### [Exercise]
Which lines in the data below contain the word "tail"? Return each of them.

### [Stored items from a collection]
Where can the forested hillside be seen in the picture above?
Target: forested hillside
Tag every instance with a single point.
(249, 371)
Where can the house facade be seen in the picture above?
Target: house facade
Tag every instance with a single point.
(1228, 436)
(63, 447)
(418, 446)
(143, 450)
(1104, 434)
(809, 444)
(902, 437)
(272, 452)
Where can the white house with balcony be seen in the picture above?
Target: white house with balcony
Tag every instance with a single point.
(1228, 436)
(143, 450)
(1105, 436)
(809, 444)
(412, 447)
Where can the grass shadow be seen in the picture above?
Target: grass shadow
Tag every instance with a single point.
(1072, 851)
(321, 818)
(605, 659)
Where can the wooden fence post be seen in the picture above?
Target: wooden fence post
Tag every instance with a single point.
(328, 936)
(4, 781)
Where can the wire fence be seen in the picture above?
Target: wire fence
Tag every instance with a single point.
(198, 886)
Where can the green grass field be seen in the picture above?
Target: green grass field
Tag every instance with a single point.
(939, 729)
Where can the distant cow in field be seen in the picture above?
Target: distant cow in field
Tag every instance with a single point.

...

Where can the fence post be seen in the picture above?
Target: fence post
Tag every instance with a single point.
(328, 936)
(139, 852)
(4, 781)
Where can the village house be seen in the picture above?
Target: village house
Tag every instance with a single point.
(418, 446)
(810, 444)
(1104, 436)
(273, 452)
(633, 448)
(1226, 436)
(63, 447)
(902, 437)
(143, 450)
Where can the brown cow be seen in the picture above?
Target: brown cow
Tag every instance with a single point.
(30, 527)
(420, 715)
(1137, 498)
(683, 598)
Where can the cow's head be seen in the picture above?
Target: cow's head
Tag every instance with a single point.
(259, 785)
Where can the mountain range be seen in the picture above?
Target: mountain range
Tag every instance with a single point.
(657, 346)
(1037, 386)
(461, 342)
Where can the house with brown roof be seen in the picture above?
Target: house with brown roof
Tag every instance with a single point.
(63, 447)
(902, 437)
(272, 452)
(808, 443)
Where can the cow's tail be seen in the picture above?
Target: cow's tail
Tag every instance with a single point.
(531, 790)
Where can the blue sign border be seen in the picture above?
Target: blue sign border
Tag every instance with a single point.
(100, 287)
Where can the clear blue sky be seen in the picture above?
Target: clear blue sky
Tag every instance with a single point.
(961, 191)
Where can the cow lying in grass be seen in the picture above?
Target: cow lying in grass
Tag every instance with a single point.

### [Reply]
Where can the cow's tail be seen in the picture above?
Target: cow's tail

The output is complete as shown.